#### Text

Children’s National Health System Achieves Stage 6 Recognition from HIMSS Analytics
Children’s National Health System has been recognized by HIMSS Analytics for reaching Stage 6 status on the EMR Adoption Model (EMRAM), an achievement reached by only 32 percent of the nation’s more than 5,400 hospitals.
Through the Children’s National Bear Institute, a pediatric health information technology division designed to provide value-driven care, the Washington, D.C.-based health system seeks to foster innovation and create a world-class IT structure in order to accelerate clinical advancement. From computerized provider order entry to electronic clinician documentation, decision support, positive patient identification through bar coding and numerous other initiatives, Children’s National is building critical IT infrastructure to support care delivery, quality and safety.
“The HIMSS Analytics Stage 6 designation is a strong indication of our commitment to the proper utilization of health information technology to achieve the highest levels of patient safety and quality and care delivery,” Brian Jacobs, M.D., CIO and EVP for the Center for Pediatric Informatics, Children’s National Health System, said in a statement.
“HIMSS Analytics congratulates Children’s National Health System for making significant progress towards achieving advanced health IT adoption,” John H. Daniels, global vice president, HIMSS Analytics, said. “Stage 6 represents a level of sophistication that can lead to innovative health care transformation.”
HIMSS Analytics’ EMR Adoption Model (EMRAM) provides a strategic roadmap and guidance along an 8-stage model with comparisons to healthcare organizations in the same country and around the world.

########

> **Exercise**: Reproduce, word for word, the part of the Children's National announcement that opens with the words containing "Children’s National Health System Achieves" and closes with "than 5,400 hospitals.".

#### Data supplied

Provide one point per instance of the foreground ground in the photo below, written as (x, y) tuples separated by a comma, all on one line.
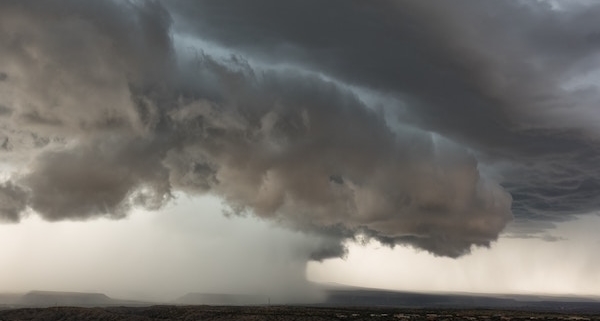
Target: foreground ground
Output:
[(277, 313)]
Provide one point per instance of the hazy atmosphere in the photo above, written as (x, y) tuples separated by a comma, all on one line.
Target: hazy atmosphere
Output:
[(149, 149)]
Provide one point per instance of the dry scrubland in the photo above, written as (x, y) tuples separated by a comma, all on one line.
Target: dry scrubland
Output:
[(276, 313)]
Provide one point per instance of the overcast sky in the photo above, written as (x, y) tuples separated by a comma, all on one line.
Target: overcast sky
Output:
[(154, 148)]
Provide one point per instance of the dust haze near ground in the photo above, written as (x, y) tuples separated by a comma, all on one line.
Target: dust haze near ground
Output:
[(396, 121)]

########

> **Your solution**:
Children’s National Health System Achieves Stage 6 Recognition from HIMSS Analytics
Children’s National Health System has been recognized by HIMSS Analytics for reaching Stage 6 status on the EMR Adoption Model (EMRAM), an achievement reached by only 32 percent of the nation’s more than 5,400 hospitals.